- _Available data_:
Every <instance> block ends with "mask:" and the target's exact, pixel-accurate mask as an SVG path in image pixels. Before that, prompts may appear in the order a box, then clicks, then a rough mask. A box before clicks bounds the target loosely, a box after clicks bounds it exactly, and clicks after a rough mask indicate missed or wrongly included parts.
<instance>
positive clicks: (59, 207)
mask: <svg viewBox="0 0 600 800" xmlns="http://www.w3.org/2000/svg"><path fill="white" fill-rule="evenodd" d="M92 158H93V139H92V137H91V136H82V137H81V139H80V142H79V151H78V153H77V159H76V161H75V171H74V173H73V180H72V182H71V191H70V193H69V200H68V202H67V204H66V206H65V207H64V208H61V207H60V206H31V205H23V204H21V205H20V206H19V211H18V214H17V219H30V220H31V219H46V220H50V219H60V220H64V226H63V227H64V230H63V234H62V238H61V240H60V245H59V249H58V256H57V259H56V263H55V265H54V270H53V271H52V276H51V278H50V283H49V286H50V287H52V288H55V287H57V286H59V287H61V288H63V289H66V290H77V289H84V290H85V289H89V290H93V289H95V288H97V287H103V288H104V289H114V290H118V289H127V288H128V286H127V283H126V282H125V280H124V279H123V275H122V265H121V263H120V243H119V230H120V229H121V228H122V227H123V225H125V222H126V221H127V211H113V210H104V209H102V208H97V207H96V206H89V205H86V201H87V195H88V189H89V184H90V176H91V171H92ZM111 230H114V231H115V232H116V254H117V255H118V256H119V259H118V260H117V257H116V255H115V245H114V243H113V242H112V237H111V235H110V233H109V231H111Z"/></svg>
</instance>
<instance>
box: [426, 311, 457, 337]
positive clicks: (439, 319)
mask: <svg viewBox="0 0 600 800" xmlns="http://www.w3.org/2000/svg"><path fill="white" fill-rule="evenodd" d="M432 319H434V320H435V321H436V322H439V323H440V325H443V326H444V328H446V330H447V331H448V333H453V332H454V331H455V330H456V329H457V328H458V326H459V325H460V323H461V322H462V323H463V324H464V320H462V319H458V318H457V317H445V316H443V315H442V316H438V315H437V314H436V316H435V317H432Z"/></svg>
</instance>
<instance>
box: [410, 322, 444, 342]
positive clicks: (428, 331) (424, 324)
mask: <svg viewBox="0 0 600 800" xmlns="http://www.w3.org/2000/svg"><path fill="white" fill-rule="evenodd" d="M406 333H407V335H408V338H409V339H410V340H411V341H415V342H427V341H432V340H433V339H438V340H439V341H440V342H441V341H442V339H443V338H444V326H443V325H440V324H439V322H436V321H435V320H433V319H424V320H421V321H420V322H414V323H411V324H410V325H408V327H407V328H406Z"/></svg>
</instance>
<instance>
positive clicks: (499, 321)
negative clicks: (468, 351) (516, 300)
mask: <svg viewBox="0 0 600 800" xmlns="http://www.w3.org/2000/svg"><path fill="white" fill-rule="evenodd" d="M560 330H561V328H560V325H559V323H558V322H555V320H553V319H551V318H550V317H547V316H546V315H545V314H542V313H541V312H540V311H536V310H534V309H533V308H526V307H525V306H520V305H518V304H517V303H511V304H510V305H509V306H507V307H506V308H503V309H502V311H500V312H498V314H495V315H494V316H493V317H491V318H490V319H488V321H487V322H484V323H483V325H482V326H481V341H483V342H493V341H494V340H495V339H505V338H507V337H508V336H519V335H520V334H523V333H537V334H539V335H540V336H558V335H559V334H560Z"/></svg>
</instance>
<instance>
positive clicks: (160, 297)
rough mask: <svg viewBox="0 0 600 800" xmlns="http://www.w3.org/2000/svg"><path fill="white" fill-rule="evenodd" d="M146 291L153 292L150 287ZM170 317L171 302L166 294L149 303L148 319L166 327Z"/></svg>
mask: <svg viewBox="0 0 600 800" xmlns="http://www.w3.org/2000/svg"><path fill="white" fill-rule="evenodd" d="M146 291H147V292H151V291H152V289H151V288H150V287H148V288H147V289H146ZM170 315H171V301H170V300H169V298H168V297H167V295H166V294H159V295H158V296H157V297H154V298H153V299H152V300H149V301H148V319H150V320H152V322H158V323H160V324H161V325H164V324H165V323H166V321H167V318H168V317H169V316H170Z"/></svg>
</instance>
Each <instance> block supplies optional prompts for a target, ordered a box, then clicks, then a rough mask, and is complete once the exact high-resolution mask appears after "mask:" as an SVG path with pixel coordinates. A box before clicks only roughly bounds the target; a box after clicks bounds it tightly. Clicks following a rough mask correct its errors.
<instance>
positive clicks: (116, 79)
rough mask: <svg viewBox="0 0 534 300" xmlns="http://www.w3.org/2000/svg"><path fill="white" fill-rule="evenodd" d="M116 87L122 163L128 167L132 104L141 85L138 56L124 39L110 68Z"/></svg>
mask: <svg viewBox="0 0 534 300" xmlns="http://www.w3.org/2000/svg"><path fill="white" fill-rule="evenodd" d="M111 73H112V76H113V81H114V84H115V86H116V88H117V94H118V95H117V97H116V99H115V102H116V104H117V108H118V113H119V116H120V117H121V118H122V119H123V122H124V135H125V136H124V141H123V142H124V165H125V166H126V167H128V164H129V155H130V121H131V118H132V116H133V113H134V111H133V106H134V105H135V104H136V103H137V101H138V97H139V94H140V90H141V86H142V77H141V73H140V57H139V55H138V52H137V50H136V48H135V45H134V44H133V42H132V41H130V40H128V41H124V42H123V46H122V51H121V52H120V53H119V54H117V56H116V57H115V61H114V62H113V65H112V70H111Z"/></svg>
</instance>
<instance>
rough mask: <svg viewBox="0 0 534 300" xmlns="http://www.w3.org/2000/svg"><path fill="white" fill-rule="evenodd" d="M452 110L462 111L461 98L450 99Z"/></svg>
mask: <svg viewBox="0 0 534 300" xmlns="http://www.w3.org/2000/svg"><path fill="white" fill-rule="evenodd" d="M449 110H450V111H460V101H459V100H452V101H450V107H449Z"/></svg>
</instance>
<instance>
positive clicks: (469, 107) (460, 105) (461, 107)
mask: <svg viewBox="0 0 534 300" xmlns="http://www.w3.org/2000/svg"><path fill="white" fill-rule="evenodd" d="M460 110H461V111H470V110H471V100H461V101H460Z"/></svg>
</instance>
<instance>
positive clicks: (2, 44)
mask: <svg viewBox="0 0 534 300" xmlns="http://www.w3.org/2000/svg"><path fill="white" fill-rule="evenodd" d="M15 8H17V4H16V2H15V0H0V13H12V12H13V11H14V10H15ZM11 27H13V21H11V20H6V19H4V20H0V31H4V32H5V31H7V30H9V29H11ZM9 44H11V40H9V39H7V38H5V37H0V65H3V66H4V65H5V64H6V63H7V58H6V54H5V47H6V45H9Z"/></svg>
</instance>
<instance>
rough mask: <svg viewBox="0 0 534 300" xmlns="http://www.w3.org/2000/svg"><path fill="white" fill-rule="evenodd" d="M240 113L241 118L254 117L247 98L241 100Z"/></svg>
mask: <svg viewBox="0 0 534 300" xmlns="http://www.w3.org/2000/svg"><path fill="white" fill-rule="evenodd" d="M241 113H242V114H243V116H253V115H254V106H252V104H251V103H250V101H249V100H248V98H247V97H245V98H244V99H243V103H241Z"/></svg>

- _Requirement_:
Please repeat the line that contains "positive clicks: (116, 79)" and every line after it through the end of the material above, exactly and with nothing added.

- _Solved exercise_:
positive clicks: (116, 79)
rough mask: <svg viewBox="0 0 534 300" xmlns="http://www.w3.org/2000/svg"><path fill="white" fill-rule="evenodd" d="M116 87L122 163L128 167L132 104L141 85L138 56L124 39L110 68Z"/></svg>
mask: <svg viewBox="0 0 534 300" xmlns="http://www.w3.org/2000/svg"><path fill="white" fill-rule="evenodd" d="M111 73H112V76H113V81H114V84H115V86H116V88H117V94H118V95H117V97H116V99H115V102H116V104H117V108H118V113H119V116H120V117H121V118H122V119H123V122H124V135H125V136H124V141H123V142H124V165H125V166H126V167H128V164H129V155H130V121H131V118H132V116H133V113H134V111H133V106H134V105H135V104H136V103H137V101H138V97H139V94H140V90H141V86H142V77H141V73H140V57H139V55H138V52H137V50H136V48H135V45H134V44H133V42H132V41H130V40H128V41H124V42H123V46H122V51H121V52H120V53H119V54H117V56H116V57H115V61H114V62H113V65H112V70H111Z"/></svg>
</instance>
<instance>
rough mask: <svg viewBox="0 0 534 300" xmlns="http://www.w3.org/2000/svg"><path fill="white" fill-rule="evenodd" d="M452 110L462 111L461 98L450 99Z"/></svg>
mask: <svg viewBox="0 0 534 300" xmlns="http://www.w3.org/2000/svg"><path fill="white" fill-rule="evenodd" d="M449 110H450V111H460V101H459V100H452V101H450V107H449Z"/></svg>
</instance>
<instance>
positive clicks: (469, 107) (460, 105) (461, 107)
mask: <svg viewBox="0 0 534 300" xmlns="http://www.w3.org/2000/svg"><path fill="white" fill-rule="evenodd" d="M460 110H461V111H470V110H471V100H461V101H460Z"/></svg>
</instance>
<instance>
positive clicks: (2, 44)
mask: <svg viewBox="0 0 534 300" xmlns="http://www.w3.org/2000/svg"><path fill="white" fill-rule="evenodd" d="M15 8H17V4H16V2H15V0H0V13H12V12H13V11H14V10H15ZM11 27H13V21H11V20H6V19H4V20H0V31H4V32H5V31H7V30H9V29H11ZM9 44H11V40H9V39H7V38H5V37H0V65H3V66H4V65H5V64H6V63H7V58H6V54H5V47H6V45H9Z"/></svg>
</instance>
<instance>
rough mask: <svg viewBox="0 0 534 300" xmlns="http://www.w3.org/2000/svg"><path fill="white" fill-rule="evenodd" d="M240 113L241 118L254 117L247 98L241 100Z"/></svg>
mask: <svg viewBox="0 0 534 300" xmlns="http://www.w3.org/2000/svg"><path fill="white" fill-rule="evenodd" d="M241 113H242V114H243V116H253V115H254V106H252V104H251V103H250V101H249V100H248V98H247V97H245V98H244V99H243V103H241Z"/></svg>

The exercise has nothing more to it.